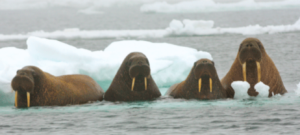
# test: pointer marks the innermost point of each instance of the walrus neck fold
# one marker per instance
(251, 71)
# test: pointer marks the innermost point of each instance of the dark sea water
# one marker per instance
(277, 115)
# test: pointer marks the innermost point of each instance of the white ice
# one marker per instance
(262, 89)
(196, 6)
(297, 91)
(241, 89)
(169, 63)
(175, 28)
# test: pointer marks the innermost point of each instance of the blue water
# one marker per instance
(277, 115)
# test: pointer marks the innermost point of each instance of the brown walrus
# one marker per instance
(202, 83)
(133, 81)
(253, 64)
(33, 87)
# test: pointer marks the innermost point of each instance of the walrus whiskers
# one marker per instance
(258, 71)
(28, 99)
(200, 81)
(145, 83)
(210, 85)
(132, 86)
(244, 72)
(16, 98)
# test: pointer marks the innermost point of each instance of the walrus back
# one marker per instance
(68, 89)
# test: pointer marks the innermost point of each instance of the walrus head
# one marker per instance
(250, 53)
(204, 71)
(139, 68)
(23, 85)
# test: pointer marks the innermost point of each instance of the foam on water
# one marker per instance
(176, 28)
(196, 6)
(241, 89)
(169, 63)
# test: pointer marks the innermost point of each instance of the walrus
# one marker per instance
(33, 87)
(202, 83)
(133, 81)
(253, 64)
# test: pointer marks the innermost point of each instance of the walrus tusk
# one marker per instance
(133, 81)
(200, 81)
(16, 98)
(28, 99)
(210, 85)
(145, 83)
(258, 71)
(244, 72)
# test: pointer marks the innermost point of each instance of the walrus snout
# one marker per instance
(23, 83)
(204, 69)
(250, 52)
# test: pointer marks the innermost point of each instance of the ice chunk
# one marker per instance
(262, 89)
(241, 89)
(196, 6)
(169, 63)
(176, 28)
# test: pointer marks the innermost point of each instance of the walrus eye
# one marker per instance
(240, 47)
(33, 73)
(128, 63)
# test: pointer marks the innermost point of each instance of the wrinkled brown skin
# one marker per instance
(269, 73)
(134, 65)
(48, 90)
(189, 89)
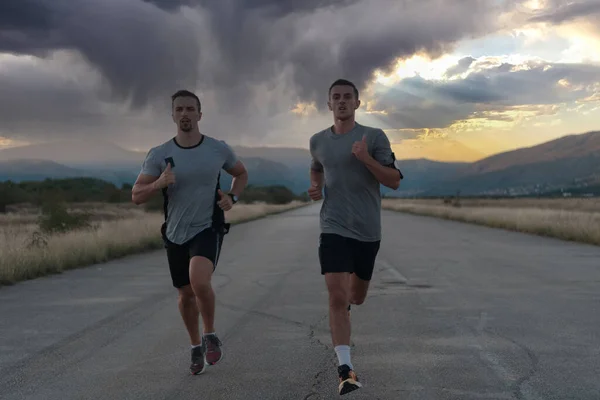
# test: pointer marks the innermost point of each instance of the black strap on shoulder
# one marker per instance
(218, 215)
(219, 224)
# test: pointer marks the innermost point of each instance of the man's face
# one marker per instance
(343, 102)
(186, 113)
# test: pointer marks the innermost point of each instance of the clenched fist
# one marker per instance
(166, 178)
(225, 203)
(315, 193)
(360, 149)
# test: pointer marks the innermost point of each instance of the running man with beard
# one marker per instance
(349, 163)
(186, 169)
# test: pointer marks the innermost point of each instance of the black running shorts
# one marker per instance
(341, 254)
(207, 244)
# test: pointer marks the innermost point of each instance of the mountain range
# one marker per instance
(572, 161)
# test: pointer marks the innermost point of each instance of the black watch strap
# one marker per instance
(234, 198)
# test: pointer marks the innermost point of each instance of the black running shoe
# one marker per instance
(348, 380)
(214, 351)
(197, 366)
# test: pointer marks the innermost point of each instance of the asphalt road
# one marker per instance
(456, 311)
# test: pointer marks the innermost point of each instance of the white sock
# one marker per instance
(205, 335)
(343, 353)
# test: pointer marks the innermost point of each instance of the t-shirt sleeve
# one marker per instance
(315, 164)
(230, 157)
(382, 152)
(151, 166)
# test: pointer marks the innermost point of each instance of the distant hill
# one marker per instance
(569, 162)
(75, 153)
(36, 170)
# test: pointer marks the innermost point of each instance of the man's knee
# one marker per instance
(337, 286)
(358, 299)
(358, 290)
(186, 296)
(201, 269)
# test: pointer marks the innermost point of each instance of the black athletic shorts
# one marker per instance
(206, 244)
(341, 254)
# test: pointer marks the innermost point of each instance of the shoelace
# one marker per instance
(213, 340)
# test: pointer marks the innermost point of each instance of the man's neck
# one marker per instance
(343, 126)
(188, 139)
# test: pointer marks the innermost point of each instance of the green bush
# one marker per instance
(55, 218)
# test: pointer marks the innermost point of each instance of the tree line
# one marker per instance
(78, 190)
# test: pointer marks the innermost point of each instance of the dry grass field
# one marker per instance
(118, 230)
(574, 219)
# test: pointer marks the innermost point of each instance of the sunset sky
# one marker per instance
(447, 80)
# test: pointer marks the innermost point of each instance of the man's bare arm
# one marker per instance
(144, 188)
(240, 178)
(316, 178)
(387, 176)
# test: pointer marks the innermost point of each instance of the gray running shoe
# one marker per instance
(197, 366)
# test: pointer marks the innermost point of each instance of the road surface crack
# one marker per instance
(327, 362)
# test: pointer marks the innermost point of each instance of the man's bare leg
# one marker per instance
(189, 313)
(201, 270)
(358, 290)
(338, 286)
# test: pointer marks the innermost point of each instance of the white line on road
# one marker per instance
(393, 271)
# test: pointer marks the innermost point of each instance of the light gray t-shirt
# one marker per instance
(191, 199)
(352, 197)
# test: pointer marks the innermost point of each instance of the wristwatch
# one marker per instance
(234, 198)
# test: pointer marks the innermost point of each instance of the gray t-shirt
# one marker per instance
(352, 197)
(192, 197)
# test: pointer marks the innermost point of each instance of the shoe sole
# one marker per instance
(348, 386)
(198, 372)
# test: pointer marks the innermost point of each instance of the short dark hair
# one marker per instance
(344, 82)
(185, 93)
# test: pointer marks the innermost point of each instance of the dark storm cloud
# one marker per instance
(148, 48)
(488, 93)
(461, 67)
(250, 61)
(140, 51)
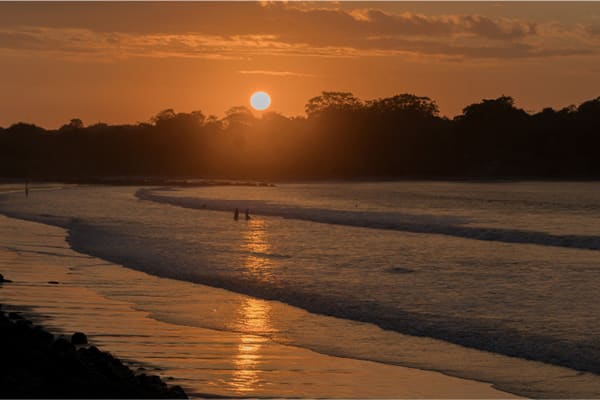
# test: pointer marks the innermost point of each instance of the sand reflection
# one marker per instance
(253, 316)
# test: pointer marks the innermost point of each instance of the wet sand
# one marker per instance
(224, 363)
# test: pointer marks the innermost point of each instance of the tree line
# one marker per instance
(341, 137)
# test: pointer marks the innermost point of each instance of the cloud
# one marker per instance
(275, 73)
(245, 30)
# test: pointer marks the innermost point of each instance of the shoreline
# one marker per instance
(36, 364)
(354, 374)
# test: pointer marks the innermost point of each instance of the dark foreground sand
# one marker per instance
(35, 364)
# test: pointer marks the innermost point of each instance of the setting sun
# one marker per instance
(260, 101)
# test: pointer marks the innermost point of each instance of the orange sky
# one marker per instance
(124, 62)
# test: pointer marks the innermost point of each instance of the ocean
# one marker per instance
(495, 282)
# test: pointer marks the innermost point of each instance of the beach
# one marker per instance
(318, 293)
(204, 362)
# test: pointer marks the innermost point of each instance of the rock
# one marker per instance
(79, 338)
(14, 315)
(62, 345)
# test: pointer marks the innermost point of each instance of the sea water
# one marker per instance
(510, 268)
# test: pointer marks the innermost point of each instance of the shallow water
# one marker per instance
(510, 268)
(107, 301)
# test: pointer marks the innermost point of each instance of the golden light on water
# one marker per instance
(253, 318)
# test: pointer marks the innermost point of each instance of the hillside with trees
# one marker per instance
(341, 137)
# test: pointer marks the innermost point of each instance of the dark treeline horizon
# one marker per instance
(341, 137)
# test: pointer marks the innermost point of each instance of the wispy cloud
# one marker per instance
(279, 29)
(275, 73)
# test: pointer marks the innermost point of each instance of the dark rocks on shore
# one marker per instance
(34, 364)
(79, 338)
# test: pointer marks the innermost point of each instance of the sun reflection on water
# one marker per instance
(253, 317)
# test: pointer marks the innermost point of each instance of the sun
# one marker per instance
(260, 100)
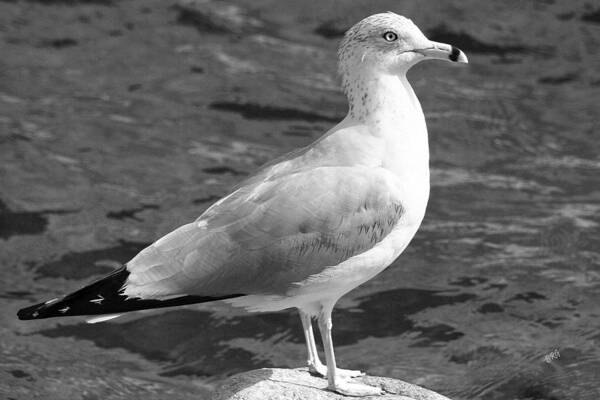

————

◆ **WHAT TO PRODUCE**
Reproduce all of the records above line for line, without the pictures.

◆ **SOLVED EXERCISE**
# test: pointer marks the innermost point of each instance of the walrus neck fold
# one marker per instance
(251, 71)
# test: pointer marks the innermost point of each instance of the dark sea water
# one marker per instance
(277, 115)
# test: pointer marks the innermost point of each instance of the white ice
# one marker per instance
(262, 89)
(196, 6)
(297, 91)
(241, 89)
(169, 63)
(175, 28)
# test: pointer marks the innermost point of each instance of the blue water
# one marker per instance
(277, 115)
# test: pointer marks the innermost point of each instance of the brown walrus
# one marker per instance
(202, 83)
(133, 81)
(253, 64)
(33, 87)
# test: pointer marks the innermost point of each instance of the walrus whiskers
# one marker per instance
(258, 71)
(28, 99)
(200, 81)
(145, 83)
(210, 85)
(132, 86)
(244, 72)
(16, 98)
# test: pointer marks the innermost point of each instance of the walrus back
# one marker per instance
(68, 89)
# test: pointer marks the innermost point of each instance of the walrus head
# one marker per instance
(250, 53)
(204, 71)
(139, 68)
(23, 85)
# test: pointer marks the innermost point of each instance of the foam on water
# one marker per instance
(176, 28)
(196, 6)
(241, 89)
(169, 63)
# test: pointer marks the innermost point of each instance of the walrus
# one marker per instance
(33, 87)
(202, 83)
(133, 81)
(253, 64)
# test: pointer marks the innermost point of each instance of the walrus tusk
# one marker per instance
(133, 81)
(200, 81)
(16, 98)
(28, 99)
(210, 85)
(145, 83)
(258, 71)
(244, 72)
# test: pointer marks the innermost point of each instance of the walrus snout
# one marker per instance
(23, 83)
(204, 69)
(250, 52)
# test: pointer marks the innermost point of each instance of the ice chunk
# one marker per instance
(262, 89)
(241, 89)
(196, 6)
(169, 63)
(176, 28)
# test: pointer marks the innermost point of each instance of the walrus eye
# one marker per instance
(240, 47)
(33, 73)
(128, 63)
# test: pointer marks the innermost point of each instance of the wrinkled brown skin
# one marker per instance
(269, 73)
(134, 65)
(48, 90)
(189, 89)
# test: pointer marks the innermost point of each instance of the black strap on shoulder
# one marker per instance
(218, 215)
(219, 224)
# test: pointer marks the innermost point of each instance of the man's face
# one marker per instance
(343, 102)
(186, 113)
# test: pointer marks the innermost point of each instance of the clenched fist
# one marker per instance
(166, 178)
(225, 203)
(315, 193)
(360, 149)
# test: pointer marks the innermost point of each instance of the running man with beard
# one marker per instance
(349, 163)
(186, 169)
# test: pointer marks the innermost point of each instance of the black running shorts
# one marker per instance
(341, 254)
(207, 244)
# test: pointer marks the innermost point of each instance of the mountain range
# one marker per instance
(572, 161)
# test: pointer marks the innermost point of each instance of the black watch strap
# one marker per instance
(234, 198)
# test: pointer marks the innermost point of each instance of the black running shoe
# one marker per instance
(348, 380)
(214, 351)
(197, 366)
# test: pointer marks the innermost point of each instance of the asphalt road
# one marker per instance
(456, 311)
# test: pointer marks the innermost point of each instance of the white sock
# one marker per instance
(205, 335)
(343, 353)
# test: pointer marks the innermost point of each instance of the t-shirt sleeve
# one marker per instance
(315, 164)
(230, 157)
(382, 152)
(151, 166)
# test: pointer marks the innermost point of each instance of the distant hill
# one marker per instance
(569, 162)
(75, 153)
(36, 170)
# test: pointer marks the innermost point of each instance of the man's knee
# one marker per instance
(337, 286)
(358, 299)
(358, 290)
(186, 296)
(201, 269)
# test: pointer marks the innermost point of each instance of the black athletic shorts
# one marker per instance
(206, 244)
(341, 254)
# test: pointer marks the innermost point of each instance of the shoelace
# one marker per instance
(213, 340)
# test: pointer marks the innermost point of each instance of the man's neck
# one marker per instance
(343, 126)
(188, 139)
# test: pointer marks the innermost point of each instance of the green bush
# one marker per instance
(55, 218)
# test: pointer marks the innermost point of each instance of the tree line
# one marker per instance
(78, 190)
# test: pointer marks the innermost point of each instance of the dry grass field
# one marker per instance
(118, 230)
(574, 219)
# test: pointer marks the innermost point of each instance of the sunset sky
# one marker per instance
(447, 80)
# test: pointer marks the innermost point of each instance of the man's bare arm
# one marker per instance
(144, 188)
(240, 178)
(316, 178)
(387, 176)
# test: pointer marks the innermost point of each instance of the gray running shoe
# one marker per instance
(197, 366)
# test: pointer marks the innermost point of each instance of the road surface crack
# one marker per instance
(327, 362)
# test: pointer marks the innermost point of each instance of the man's bare leg
# one marker per instance
(189, 313)
(201, 270)
(358, 290)
(338, 286)
# test: pointer marks the innermost point of each instance of the white line on road
# one marker per instance
(393, 271)
# test: pointer marks the innermost point of each instance of the light gray t-shirt
# one marker per instance
(191, 199)
(352, 197)
# test: pointer marks the innermost point of each instance of the wristwatch
# one marker per instance
(234, 198)
# test: pointer marks the innermost point of each instance of the gray t-shirt
# one marker per instance
(352, 197)
(192, 197)
# test: pointer marks the innermost point of each instance of the shoe sole
# one marker per instance
(348, 386)
(198, 372)
# test: pointer marks the innermost point of each instance of the short dark hair
# one marker per instance
(344, 82)
(185, 93)
# test: pointer marks the innermost point of each instance of the dark storm cloud
# one marker per instance
(148, 48)
(488, 93)
(461, 67)
(250, 61)
(140, 51)
# test: pointer marks the innermost point of each instance of the sand reflection
# one marker per instance
(253, 316)
# test: pointer marks the innermost point of each instance of the wet sand
# one marker per instance
(224, 363)
# test: pointer marks the innermost point of each instance of the tree line
# one marker per instance
(341, 137)
# test: pointer marks the innermost point of each instance of the cloud
# one marker per instance
(275, 73)
(245, 30)
# test: pointer marks the innermost point of each instance of the shoreline
# one marker per instance
(36, 364)
(354, 374)
# test: pointer marks the innermost point of each instance of the dark foreground sand
# one marker per instance
(35, 364)
# test: pointer marks the innermost point of each instance of the setting sun
# one marker per instance
(260, 101)
# test: pointer marks the innermost point of each instance of the orange sky
# one marker per instance
(124, 62)
# test: pointer marks the innermost point of each instance of the ocean
# one marker per instance
(495, 282)
# test: pointer marks the innermost point of each instance of the beach
# one marker per instance
(318, 293)
(204, 362)
# test: pointer marks the innermost point of each instance of the rock
# one marker per instance
(79, 338)
(14, 315)
(62, 345)
# test: pointer marks the innermost point of each instance of the sea water
# one marker per instance
(510, 268)
# test: pointer marks the innermost point of each instance of the shallow water
# one marker per instance
(510, 268)
(107, 301)
# test: pointer marks the innermost point of each instance of the golden light on water
# one marker per instance
(253, 318)
# test: pointer marks the innermost point of each instance of the hillside with trees
# one marker per instance
(341, 137)
# test: pointer marks the innermost point of each instance of the dark treeline horizon
# one marker per instance
(341, 137)
# test: pointer marks the innermost point of each instance of the wispy cloud
# one marker per instance
(279, 29)
(275, 73)
# test: pointer marks the innermost point of each instance of the dark rocks on shore
# one marker per instance
(34, 364)
(79, 338)
# test: pointer marks the innermost point of each instance of the sun reflection on water
# one marker per instance
(253, 317)
# test: pointer marks the innermost point of each instance of the sun
# one marker per instance
(260, 100)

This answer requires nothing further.